Data listing:
------------
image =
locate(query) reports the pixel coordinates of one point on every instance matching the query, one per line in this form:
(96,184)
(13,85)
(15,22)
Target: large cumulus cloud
------------
■ SET TASK: Would you restate each of the entries word for word?

■ EXERCISE ANSWER:
image =
locate(query) reports the pixel coordinates of one point on every instance matching the query, one per line in this form:
(96,184)
(13,85)
(15,22)
Target: large cumulus cloud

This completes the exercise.